> _DOCUMENT TEXT_:

▶

Communitiy members helped stuff stockings and wrap gifts for 37 southern peninsula homeless students in the Kenai Peninsula Borough School District’s Students in Transition Program.-Photo by Michaela Murphy

Communitiy members helped stuff stockings and wrap gifts for 37 southern peninsula homeless students in the Kenai Peninsula Borough School District’s Students in Transition Program.-Photo by Michaela Murphy

Community reaches out to homeless teens

When Marlaina Thiel, the liaison for the Kenai Peninsula Borough School District’s Students in Transition Program, and Jan O’Rourke of TUFF, Teens United for a Future, planned Sunday’s stocking stuffer party, they scheduled two and a half hours at the upstairs of Alice’s Champagne Palace.

So many people showed up, however, that stockings were stuffed and presents were wrapped for the 37 homeless young students in Thiel’s program so quickly that the task was done by 2 p.m.

“We are really trying to make awareness happen here so we can begin opening a discussion regarding ‘transitional housing’ for these youth,” said Thiel before the party. 

Judging by Sunday’s turnout, that awareness has grown following a homeless rally held earlier this month.

“I feel like the stars are lining up,” said Thiel.

Hats, gloves, toothpaste, lotion, personal hygiene items … you name it, it showed up Sunday to go into stockings or get wrapped as presents. Some items were collected at local businesses; some came through the support of the American Legion Post 16, Legion Auxiliary and Sons of the American Legion; some were brought to Alice’s.

“Monica Sallee from GCI drove by the rally and asked if she could put a box for the homeless youth up at her store. Then we went to other locations and it was wonderful,” said Thiel. “It’s really about the whole community bringing whatever their hearts move them to bring in. It’s just amazing.”

◀

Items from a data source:

▶

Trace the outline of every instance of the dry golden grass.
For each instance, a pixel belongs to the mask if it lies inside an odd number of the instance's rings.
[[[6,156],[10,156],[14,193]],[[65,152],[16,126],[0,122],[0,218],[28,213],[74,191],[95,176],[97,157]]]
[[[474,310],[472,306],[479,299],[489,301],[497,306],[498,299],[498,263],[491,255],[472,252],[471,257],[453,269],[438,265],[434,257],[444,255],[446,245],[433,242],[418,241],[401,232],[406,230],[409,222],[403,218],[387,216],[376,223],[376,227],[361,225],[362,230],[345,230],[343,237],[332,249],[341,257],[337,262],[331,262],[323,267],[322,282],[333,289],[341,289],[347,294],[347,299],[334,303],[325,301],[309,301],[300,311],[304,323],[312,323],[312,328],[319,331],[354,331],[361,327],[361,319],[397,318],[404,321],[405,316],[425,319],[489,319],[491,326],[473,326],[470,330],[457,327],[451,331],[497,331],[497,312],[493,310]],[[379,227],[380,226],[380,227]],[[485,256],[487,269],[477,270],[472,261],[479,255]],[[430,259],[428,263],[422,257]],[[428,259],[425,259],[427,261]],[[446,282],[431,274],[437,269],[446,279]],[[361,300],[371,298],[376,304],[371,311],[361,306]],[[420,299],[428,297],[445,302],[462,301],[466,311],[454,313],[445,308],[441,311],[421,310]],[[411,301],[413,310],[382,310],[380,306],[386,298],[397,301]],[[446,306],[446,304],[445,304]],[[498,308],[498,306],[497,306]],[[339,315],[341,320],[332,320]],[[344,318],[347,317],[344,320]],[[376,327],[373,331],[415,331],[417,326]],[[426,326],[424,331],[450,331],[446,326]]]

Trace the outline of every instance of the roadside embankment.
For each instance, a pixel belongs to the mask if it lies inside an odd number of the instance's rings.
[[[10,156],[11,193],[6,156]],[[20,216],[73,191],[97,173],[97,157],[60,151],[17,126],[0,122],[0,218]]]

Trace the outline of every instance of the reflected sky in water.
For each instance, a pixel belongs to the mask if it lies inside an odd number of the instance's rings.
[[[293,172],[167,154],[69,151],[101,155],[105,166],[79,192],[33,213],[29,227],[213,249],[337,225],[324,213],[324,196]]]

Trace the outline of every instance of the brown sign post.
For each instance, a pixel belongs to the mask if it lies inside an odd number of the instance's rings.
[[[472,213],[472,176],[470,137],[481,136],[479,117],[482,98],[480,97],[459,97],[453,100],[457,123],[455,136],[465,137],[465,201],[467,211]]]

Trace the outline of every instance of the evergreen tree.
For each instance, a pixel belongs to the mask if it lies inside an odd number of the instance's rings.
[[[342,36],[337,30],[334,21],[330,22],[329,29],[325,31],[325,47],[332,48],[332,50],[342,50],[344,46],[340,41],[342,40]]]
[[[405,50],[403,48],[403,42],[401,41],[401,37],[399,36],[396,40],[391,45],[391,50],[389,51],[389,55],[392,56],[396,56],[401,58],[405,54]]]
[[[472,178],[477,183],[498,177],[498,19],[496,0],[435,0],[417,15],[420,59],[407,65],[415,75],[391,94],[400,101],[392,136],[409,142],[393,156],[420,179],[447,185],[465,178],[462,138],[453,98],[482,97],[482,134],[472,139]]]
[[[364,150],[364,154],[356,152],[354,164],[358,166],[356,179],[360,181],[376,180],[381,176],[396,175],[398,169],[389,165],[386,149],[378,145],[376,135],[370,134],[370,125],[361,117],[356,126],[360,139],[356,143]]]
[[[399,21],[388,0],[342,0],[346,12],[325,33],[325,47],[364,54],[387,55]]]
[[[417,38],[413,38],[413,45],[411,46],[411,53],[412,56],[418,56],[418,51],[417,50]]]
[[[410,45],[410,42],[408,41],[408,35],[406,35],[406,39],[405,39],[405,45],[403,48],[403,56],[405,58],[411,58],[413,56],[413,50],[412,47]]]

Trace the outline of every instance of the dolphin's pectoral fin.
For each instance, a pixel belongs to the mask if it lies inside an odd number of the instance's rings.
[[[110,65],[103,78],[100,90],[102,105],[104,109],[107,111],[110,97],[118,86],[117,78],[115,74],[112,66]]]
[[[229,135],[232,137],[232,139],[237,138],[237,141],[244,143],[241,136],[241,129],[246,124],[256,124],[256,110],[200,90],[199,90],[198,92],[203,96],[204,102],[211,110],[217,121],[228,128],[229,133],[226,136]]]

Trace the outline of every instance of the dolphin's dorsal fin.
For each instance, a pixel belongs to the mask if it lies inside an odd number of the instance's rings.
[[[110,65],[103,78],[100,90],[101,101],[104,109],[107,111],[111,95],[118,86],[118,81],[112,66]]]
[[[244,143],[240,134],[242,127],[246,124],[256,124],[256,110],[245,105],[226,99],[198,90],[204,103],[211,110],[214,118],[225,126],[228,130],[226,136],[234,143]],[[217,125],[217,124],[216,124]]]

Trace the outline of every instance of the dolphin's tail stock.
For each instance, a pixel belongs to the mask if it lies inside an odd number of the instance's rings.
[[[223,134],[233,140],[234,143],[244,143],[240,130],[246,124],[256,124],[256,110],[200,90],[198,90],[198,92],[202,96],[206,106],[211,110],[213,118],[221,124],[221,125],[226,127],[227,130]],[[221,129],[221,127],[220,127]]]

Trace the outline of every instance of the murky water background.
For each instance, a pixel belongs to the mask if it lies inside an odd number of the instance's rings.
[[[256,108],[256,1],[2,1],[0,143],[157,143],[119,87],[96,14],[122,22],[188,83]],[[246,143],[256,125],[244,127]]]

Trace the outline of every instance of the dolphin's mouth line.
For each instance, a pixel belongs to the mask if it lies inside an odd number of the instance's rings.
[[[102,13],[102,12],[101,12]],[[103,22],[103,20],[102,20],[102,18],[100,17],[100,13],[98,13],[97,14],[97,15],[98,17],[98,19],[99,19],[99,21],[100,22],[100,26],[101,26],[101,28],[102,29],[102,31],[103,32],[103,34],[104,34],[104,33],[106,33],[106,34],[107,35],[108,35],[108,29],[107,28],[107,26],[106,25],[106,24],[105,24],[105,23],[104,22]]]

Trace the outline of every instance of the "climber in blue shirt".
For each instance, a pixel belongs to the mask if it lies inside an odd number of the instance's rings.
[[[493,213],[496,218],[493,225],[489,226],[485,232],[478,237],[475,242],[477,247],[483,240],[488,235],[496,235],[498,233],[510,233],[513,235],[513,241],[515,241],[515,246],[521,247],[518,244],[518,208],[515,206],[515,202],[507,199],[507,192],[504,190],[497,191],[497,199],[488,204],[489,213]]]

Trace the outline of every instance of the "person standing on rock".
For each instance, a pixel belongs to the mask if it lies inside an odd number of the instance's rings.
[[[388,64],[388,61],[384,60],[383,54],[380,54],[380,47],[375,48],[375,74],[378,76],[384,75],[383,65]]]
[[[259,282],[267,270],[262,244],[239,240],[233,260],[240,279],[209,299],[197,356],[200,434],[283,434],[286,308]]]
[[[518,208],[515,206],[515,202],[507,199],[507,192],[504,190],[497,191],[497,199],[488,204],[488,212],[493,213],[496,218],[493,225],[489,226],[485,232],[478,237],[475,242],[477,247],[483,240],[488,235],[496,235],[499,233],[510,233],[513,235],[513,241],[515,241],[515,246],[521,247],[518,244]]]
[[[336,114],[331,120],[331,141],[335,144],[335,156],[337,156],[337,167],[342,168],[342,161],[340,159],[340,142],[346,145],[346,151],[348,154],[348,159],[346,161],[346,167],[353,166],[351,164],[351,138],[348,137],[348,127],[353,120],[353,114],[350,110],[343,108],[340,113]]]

◀

> _DIRECTIONS_: Quote the article about the community helping homeless teens from "Community reaches out" to "before the party.".

> _EXERCISE RESPONSE_:
Community reaches out to homeless teens

When Marlaina Thiel, the liaison for the Kenai Peninsula Borough School District’s Students in Transition Program, and Jan O’Rourke of TUFF, Teens United for a Future, planned Sunday’s stocking stuffer party, they scheduled two and a half hours at the upstairs of Alice’s Champagne Palace.

So many people showed up, however, that stockings were stuffed and presents were wrapped for the 37 homeless young students in Thiel’s program so quickly that the task was done by 2 p.m.

“We are really trying to make awareness happen here so we can begin opening a discussion regarding ‘transitional housing’ for these youth,” said Thiel before the party.